STORED DATA
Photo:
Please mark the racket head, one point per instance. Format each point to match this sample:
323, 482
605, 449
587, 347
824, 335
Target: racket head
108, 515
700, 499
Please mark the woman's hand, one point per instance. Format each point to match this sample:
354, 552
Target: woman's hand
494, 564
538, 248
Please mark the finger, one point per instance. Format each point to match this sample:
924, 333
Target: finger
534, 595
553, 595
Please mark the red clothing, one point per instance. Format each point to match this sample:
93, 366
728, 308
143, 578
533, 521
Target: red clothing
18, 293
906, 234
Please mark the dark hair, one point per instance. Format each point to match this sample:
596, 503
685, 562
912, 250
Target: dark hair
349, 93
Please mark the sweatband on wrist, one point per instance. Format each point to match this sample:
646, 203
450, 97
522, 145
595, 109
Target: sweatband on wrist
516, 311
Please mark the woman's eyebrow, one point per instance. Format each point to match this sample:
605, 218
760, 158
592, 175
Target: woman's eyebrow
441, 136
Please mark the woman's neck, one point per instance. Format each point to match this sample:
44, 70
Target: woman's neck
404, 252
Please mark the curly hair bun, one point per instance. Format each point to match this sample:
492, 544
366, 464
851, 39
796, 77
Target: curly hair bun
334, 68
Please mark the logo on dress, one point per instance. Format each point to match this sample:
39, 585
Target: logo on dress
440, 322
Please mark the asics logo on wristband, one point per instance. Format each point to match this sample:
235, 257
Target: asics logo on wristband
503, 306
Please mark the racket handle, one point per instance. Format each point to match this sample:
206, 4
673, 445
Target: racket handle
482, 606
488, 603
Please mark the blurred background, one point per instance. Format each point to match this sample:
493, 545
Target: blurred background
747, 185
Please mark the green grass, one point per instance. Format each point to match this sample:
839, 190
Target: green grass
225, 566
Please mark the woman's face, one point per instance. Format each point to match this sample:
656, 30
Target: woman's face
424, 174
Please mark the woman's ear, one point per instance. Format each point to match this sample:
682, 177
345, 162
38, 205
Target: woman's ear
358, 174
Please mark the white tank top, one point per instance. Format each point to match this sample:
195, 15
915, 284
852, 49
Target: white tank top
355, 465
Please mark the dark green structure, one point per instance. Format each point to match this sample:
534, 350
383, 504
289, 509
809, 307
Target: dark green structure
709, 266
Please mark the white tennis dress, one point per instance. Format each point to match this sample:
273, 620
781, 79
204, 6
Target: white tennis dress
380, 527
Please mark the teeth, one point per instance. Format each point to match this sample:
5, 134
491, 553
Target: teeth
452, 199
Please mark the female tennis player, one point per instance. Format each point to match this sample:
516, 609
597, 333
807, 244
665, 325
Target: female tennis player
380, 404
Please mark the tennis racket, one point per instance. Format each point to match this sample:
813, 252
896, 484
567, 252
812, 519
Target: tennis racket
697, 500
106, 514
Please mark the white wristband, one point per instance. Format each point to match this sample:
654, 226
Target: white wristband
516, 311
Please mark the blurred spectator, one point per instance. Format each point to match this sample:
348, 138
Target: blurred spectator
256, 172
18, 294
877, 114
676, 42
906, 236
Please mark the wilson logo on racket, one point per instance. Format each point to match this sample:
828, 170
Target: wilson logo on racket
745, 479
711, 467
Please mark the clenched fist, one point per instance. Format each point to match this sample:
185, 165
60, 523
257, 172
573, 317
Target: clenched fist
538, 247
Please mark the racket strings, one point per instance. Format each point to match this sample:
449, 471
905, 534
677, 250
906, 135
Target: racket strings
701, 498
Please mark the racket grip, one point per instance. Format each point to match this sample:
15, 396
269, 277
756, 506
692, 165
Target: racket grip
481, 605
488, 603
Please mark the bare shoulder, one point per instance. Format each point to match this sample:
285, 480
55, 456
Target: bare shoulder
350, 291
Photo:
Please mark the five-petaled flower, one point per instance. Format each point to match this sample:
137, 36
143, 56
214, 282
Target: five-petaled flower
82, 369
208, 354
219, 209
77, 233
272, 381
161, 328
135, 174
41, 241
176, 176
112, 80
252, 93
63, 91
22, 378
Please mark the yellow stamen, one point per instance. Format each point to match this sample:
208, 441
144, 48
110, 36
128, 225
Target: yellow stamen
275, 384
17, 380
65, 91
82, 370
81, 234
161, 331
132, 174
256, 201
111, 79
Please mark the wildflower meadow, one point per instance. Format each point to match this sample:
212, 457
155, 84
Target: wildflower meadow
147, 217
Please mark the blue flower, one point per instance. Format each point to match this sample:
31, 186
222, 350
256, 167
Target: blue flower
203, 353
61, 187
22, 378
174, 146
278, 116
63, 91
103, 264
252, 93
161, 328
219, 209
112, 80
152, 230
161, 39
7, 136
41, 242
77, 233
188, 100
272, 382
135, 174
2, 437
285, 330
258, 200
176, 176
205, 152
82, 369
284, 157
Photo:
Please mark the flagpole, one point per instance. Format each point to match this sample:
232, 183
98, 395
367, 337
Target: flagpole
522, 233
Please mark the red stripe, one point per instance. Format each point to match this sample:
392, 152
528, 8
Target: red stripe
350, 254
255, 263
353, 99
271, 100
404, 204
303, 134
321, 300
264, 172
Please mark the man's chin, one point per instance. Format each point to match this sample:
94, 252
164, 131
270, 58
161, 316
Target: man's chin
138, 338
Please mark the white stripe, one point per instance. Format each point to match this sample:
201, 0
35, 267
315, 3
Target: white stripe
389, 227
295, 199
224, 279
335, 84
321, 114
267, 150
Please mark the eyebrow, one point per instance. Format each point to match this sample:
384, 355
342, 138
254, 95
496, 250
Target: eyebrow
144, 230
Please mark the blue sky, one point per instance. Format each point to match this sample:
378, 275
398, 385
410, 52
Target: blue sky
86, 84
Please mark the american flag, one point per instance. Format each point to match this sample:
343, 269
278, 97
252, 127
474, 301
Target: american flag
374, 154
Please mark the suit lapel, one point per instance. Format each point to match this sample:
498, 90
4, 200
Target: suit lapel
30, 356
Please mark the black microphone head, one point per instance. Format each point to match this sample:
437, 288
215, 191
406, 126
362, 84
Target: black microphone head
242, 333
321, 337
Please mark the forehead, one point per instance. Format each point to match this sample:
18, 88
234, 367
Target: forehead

EXERCISE
Look above for the line containing "Please mark the american"; copy from it through the last line, exactly, and nothing more.

THE OUTPUT
Please mark the american flag, one point per instance. Format each point to match this sample:
343, 269
278, 97
252, 127
474, 301
Target: american flag
374, 154
Please mark the suit lapel, one point per instance. Format each point to match this sample:
498, 90
4, 200
Target: suit lapel
30, 356
Please mark the black microphone head, one point per instance. Format each point to match this sample:
437, 288
215, 191
406, 126
362, 84
Target: black microphone head
242, 333
321, 337
Please mark the forehead, one point per instance. Format each point to match this sample:
18, 88
234, 367
Target: forehead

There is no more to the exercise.